> **Data**

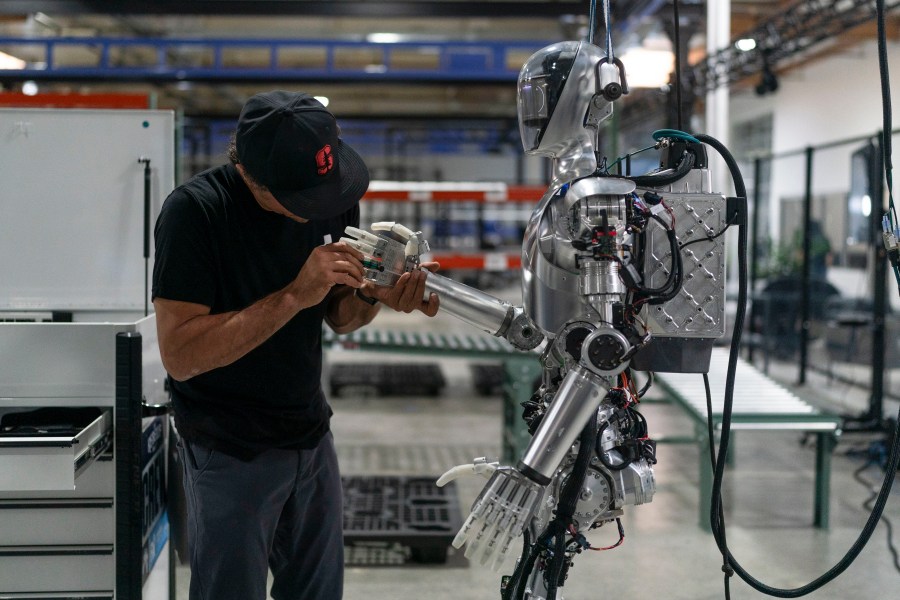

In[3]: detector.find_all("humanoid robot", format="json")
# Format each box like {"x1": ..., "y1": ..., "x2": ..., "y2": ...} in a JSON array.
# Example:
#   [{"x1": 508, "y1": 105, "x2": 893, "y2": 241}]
[{"x1": 344, "y1": 39, "x2": 729, "y2": 600}]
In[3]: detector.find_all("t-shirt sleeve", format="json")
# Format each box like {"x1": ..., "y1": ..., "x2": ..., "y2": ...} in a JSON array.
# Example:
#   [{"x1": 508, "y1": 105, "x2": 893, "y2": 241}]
[{"x1": 152, "y1": 189, "x2": 217, "y2": 308}]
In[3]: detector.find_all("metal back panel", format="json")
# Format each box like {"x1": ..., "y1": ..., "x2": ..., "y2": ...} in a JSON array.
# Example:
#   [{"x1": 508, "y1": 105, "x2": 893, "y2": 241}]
[{"x1": 640, "y1": 192, "x2": 727, "y2": 338}]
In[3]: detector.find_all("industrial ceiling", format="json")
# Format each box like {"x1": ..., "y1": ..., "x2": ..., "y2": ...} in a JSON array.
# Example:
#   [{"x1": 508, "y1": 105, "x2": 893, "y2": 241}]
[{"x1": 3, "y1": 0, "x2": 868, "y2": 120}]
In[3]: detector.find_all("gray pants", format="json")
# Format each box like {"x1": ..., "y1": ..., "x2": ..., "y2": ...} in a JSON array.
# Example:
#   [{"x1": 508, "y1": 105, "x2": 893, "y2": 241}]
[{"x1": 178, "y1": 432, "x2": 343, "y2": 600}]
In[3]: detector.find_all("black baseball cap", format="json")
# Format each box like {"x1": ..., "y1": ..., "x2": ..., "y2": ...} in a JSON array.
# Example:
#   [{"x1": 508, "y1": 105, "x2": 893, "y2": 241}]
[{"x1": 236, "y1": 90, "x2": 370, "y2": 220}]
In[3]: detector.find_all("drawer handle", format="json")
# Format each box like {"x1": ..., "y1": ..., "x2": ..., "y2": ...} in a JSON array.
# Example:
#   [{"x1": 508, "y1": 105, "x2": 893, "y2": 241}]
[{"x1": 0, "y1": 544, "x2": 114, "y2": 557}]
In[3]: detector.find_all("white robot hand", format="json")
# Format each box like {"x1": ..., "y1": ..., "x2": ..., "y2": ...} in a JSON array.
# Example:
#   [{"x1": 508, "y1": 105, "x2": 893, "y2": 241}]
[
  {"x1": 452, "y1": 465, "x2": 545, "y2": 571},
  {"x1": 341, "y1": 221, "x2": 430, "y2": 287}
]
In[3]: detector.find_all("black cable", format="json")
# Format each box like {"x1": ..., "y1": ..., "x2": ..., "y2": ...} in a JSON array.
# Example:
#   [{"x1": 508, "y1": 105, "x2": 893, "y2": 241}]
[
  {"x1": 596, "y1": 419, "x2": 631, "y2": 471},
  {"x1": 633, "y1": 214, "x2": 682, "y2": 301},
  {"x1": 877, "y1": 0, "x2": 895, "y2": 224},
  {"x1": 502, "y1": 529, "x2": 531, "y2": 600},
  {"x1": 673, "y1": 0, "x2": 683, "y2": 132},
  {"x1": 648, "y1": 228, "x2": 684, "y2": 305},
  {"x1": 546, "y1": 413, "x2": 597, "y2": 600},
  {"x1": 699, "y1": 131, "x2": 900, "y2": 597},
  {"x1": 636, "y1": 370, "x2": 654, "y2": 398},
  {"x1": 855, "y1": 461, "x2": 900, "y2": 574},
  {"x1": 509, "y1": 414, "x2": 598, "y2": 600},
  {"x1": 679, "y1": 217, "x2": 735, "y2": 252},
  {"x1": 704, "y1": 373, "x2": 733, "y2": 600},
  {"x1": 630, "y1": 150, "x2": 695, "y2": 188}
]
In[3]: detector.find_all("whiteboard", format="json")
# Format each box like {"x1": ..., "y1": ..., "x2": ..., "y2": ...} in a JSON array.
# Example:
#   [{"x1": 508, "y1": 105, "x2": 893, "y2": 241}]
[{"x1": 0, "y1": 109, "x2": 176, "y2": 311}]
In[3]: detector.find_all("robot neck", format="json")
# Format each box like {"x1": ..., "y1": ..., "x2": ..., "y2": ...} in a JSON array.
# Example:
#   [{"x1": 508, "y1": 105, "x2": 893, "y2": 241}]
[{"x1": 549, "y1": 137, "x2": 598, "y2": 189}]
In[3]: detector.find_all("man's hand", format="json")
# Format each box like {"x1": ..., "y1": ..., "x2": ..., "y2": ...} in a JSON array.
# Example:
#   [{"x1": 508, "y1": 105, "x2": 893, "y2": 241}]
[
  {"x1": 293, "y1": 242, "x2": 366, "y2": 308},
  {"x1": 364, "y1": 262, "x2": 440, "y2": 316}
]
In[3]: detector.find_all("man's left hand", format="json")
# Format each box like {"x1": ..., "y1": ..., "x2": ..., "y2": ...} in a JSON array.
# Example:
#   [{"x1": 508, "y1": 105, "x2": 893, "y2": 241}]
[{"x1": 365, "y1": 262, "x2": 440, "y2": 317}]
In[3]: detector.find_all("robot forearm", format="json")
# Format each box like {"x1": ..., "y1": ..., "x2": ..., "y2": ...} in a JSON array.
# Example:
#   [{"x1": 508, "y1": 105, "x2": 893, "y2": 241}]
[
  {"x1": 342, "y1": 221, "x2": 543, "y2": 351},
  {"x1": 517, "y1": 365, "x2": 610, "y2": 483},
  {"x1": 422, "y1": 272, "x2": 543, "y2": 350}
]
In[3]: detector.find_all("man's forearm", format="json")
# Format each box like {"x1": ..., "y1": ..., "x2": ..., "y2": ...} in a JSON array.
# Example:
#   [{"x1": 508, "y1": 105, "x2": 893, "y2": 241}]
[
  {"x1": 325, "y1": 286, "x2": 380, "y2": 334},
  {"x1": 157, "y1": 285, "x2": 312, "y2": 381}
]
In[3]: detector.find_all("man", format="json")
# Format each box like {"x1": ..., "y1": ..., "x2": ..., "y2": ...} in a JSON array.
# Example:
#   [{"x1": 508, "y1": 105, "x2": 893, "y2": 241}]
[{"x1": 152, "y1": 90, "x2": 439, "y2": 600}]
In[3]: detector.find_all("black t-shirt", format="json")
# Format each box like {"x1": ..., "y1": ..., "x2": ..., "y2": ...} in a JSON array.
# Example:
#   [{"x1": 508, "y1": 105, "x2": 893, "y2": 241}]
[{"x1": 152, "y1": 164, "x2": 359, "y2": 459}]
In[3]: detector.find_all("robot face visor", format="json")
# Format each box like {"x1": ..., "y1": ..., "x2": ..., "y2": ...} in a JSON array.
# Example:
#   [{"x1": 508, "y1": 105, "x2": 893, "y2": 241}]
[{"x1": 518, "y1": 75, "x2": 551, "y2": 151}]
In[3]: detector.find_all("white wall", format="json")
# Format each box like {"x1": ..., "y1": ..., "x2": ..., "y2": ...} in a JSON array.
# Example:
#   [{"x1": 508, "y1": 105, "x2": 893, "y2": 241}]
[
  {"x1": 731, "y1": 39, "x2": 900, "y2": 241},
  {"x1": 730, "y1": 39, "x2": 900, "y2": 308}
]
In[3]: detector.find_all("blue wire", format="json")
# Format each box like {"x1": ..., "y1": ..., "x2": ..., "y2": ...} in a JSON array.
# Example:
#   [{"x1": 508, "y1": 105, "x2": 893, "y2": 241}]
[{"x1": 652, "y1": 129, "x2": 701, "y2": 144}]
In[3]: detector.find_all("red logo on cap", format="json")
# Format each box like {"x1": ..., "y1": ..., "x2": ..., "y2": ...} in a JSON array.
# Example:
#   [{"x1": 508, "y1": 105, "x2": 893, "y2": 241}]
[{"x1": 316, "y1": 144, "x2": 334, "y2": 175}]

> **Task brief**
Without the pictures, transcribe the listing above exactly.

> **Written solution**
In[3]: detector.find_all("humanoid robot", format="json")
# Format each box like {"x1": ..., "y1": ..., "x2": ..., "y2": ...} in a JSON array.
# Example:
#   [{"x1": 508, "y1": 105, "x2": 893, "y2": 241}]
[{"x1": 344, "y1": 39, "x2": 729, "y2": 600}]
In[3]: detector.find_all("t-shirt sleeve", format="json")
# Format each box like {"x1": ..., "y1": ..., "x2": ..., "y2": ...} in a JSON array.
# Example:
#   [{"x1": 508, "y1": 105, "x2": 893, "y2": 241}]
[{"x1": 152, "y1": 189, "x2": 217, "y2": 308}]
In[3]: detector.find_all("metal back panel", format="json")
# Format each box like {"x1": ..., "y1": ..., "x2": ..., "y2": ...} in a JSON array.
# Example:
#   [{"x1": 508, "y1": 105, "x2": 893, "y2": 241}]
[{"x1": 640, "y1": 192, "x2": 727, "y2": 338}]
In[3]: detector.find_all("industrial ceiling", format="json")
# Format each box like {"x1": ..., "y1": ..., "x2": ..., "y2": ...} in a JSON array.
# Example:
#   [{"x1": 508, "y1": 105, "x2": 893, "y2": 241}]
[{"x1": 3, "y1": 0, "x2": 868, "y2": 120}]
In[3]: detector.find_all("gray pants", format="json")
# Format each box like {"x1": ..., "y1": ..., "x2": ..., "y2": ...} in a JSON array.
# Example:
#   [{"x1": 508, "y1": 105, "x2": 893, "y2": 241}]
[{"x1": 178, "y1": 432, "x2": 343, "y2": 600}]
In[3]: detector.find_all("black baseball cap", format="json")
# Format each box like {"x1": ..., "y1": ..., "x2": ..., "y2": ...} in a JSON array.
# Example:
#   [{"x1": 508, "y1": 105, "x2": 893, "y2": 241}]
[{"x1": 236, "y1": 90, "x2": 370, "y2": 220}]
In[3]: detector.find_all("drawer handle", format="json")
# Format each box like {"x1": ..., "y1": ..., "x2": ..., "y2": ...} in a JSON array.
# Example:
#   [{"x1": 508, "y1": 105, "x2": 893, "y2": 241}]
[{"x1": 0, "y1": 544, "x2": 114, "y2": 557}]
In[3]: detector.find_all("white robot hand", format="json")
# Format each box like {"x1": ..., "y1": ..., "x2": ..., "y2": ...} in a JSON array.
# Example:
#   [{"x1": 508, "y1": 105, "x2": 893, "y2": 241}]
[
  {"x1": 452, "y1": 465, "x2": 545, "y2": 571},
  {"x1": 341, "y1": 221, "x2": 430, "y2": 287}
]
In[3]: detector.find_all("black cable", format="json")
# Format each box like {"x1": ..., "y1": ..., "x2": ..., "y2": ...} in a JSON array.
# Example:
#   [{"x1": 508, "y1": 105, "x2": 893, "y2": 241}]
[
  {"x1": 596, "y1": 419, "x2": 631, "y2": 471},
  {"x1": 633, "y1": 214, "x2": 682, "y2": 301},
  {"x1": 877, "y1": 0, "x2": 895, "y2": 224},
  {"x1": 502, "y1": 529, "x2": 531, "y2": 600},
  {"x1": 673, "y1": 0, "x2": 683, "y2": 132},
  {"x1": 648, "y1": 228, "x2": 684, "y2": 305},
  {"x1": 546, "y1": 413, "x2": 597, "y2": 600},
  {"x1": 699, "y1": 131, "x2": 900, "y2": 597},
  {"x1": 636, "y1": 370, "x2": 654, "y2": 398},
  {"x1": 855, "y1": 461, "x2": 900, "y2": 574},
  {"x1": 509, "y1": 414, "x2": 598, "y2": 600},
  {"x1": 679, "y1": 217, "x2": 735, "y2": 252},
  {"x1": 704, "y1": 373, "x2": 733, "y2": 600},
  {"x1": 630, "y1": 150, "x2": 695, "y2": 188}
]
In[3]: detector.find_all("whiteboard", format="json")
# Format each box like {"x1": ..., "y1": ..., "x2": ..., "y2": ...} in a JSON array.
# Example:
#   [{"x1": 508, "y1": 105, "x2": 893, "y2": 241}]
[{"x1": 0, "y1": 109, "x2": 176, "y2": 311}]
In[3]: detector.find_all("robot neck", format="json")
# Format each box like {"x1": ..., "y1": ..., "x2": ..., "y2": ...} in a JSON array.
# Example:
#   [{"x1": 508, "y1": 105, "x2": 893, "y2": 241}]
[{"x1": 549, "y1": 137, "x2": 598, "y2": 189}]
In[3]: detector.find_all("man's hand", format="json")
# Format each box like {"x1": ..., "y1": ..., "x2": ..., "y2": ...} in a JSON array.
# Example:
#   [{"x1": 508, "y1": 105, "x2": 893, "y2": 241}]
[
  {"x1": 293, "y1": 242, "x2": 366, "y2": 308},
  {"x1": 364, "y1": 262, "x2": 440, "y2": 316}
]
In[3]: detector.find_all("man's left hand", format="json")
# Format each box like {"x1": ..., "y1": ..., "x2": ..., "y2": ...} in a JSON array.
# Example:
#   [{"x1": 508, "y1": 105, "x2": 893, "y2": 241}]
[{"x1": 365, "y1": 262, "x2": 440, "y2": 317}]
In[3]: detector.find_all("robot forearm", format="json")
# Format each box like {"x1": ..., "y1": ..., "x2": ..., "y2": ...} in a JSON array.
# Example:
#   [{"x1": 508, "y1": 105, "x2": 893, "y2": 241}]
[
  {"x1": 342, "y1": 221, "x2": 543, "y2": 351},
  {"x1": 517, "y1": 365, "x2": 610, "y2": 483},
  {"x1": 422, "y1": 272, "x2": 543, "y2": 350}
]
In[3]: detector.find_all("man's forearm", format="json")
# Format each box like {"x1": ..., "y1": ..., "x2": ..., "y2": ...} in a JSON array.
# Example:
#   [{"x1": 508, "y1": 105, "x2": 893, "y2": 241}]
[
  {"x1": 325, "y1": 286, "x2": 380, "y2": 334},
  {"x1": 157, "y1": 285, "x2": 312, "y2": 381}
]
In[3]: detector.find_all("man", format="json")
# Format each box like {"x1": ..., "y1": ..., "x2": ..., "y2": ...} in a JSON array.
# Example:
#   [{"x1": 508, "y1": 105, "x2": 893, "y2": 241}]
[{"x1": 152, "y1": 90, "x2": 439, "y2": 600}]
In[3]: detector.find_all("black t-shirt", format="json")
# Format each box like {"x1": ..., "y1": ..., "x2": ..., "y2": ...} in a JSON array.
# Example:
#   [{"x1": 508, "y1": 105, "x2": 893, "y2": 241}]
[{"x1": 152, "y1": 164, "x2": 359, "y2": 459}]
In[3]: detector.find_all("robot face visor", format="json")
# Format each box like {"x1": ..., "y1": ..., "x2": ..., "y2": ...} in a JSON array.
# Example:
#   [{"x1": 508, "y1": 105, "x2": 893, "y2": 241}]
[{"x1": 518, "y1": 75, "x2": 551, "y2": 151}]
In[3]: detector.find_all("white wall", format="json")
# Format each box like {"x1": ..., "y1": ..., "x2": ..., "y2": ...} in a JSON array.
# Example:
#   [{"x1": 508, "y1": 105, "x2": 893, "y2": 241}]
[
  {"x1": 731, "y1": 39, "x2": 900, "y2": 241},
  {"x1": 730, "y1": 39, "x2": 900, "y2": 308}
]
In[3]: detector.find_all("blue wire", format="json")
# Format each box like {"x1": ..., "y1": ..., "x2": ..., "y2": ...} in a JSON array.
# Example:
#   [{"x1": 508, "y1": 105, "x2": 893, "y2": 241}]
[{"x1": 652, "y1": 129, "x2": 701, "y2": 144}]
In[3]: detector.find_all("red logo on cap", format="json")
# Format each box like {"x1": ..., "y1": ..., "x2": ..., "y2": ...} in a JSON array.
# Example:
#   [{"x1": 508, "y1": 105, "x2": 893, "y2": 241}]
[{"x1": 316, "y1": 144, "x2": 334, "y2": 175}]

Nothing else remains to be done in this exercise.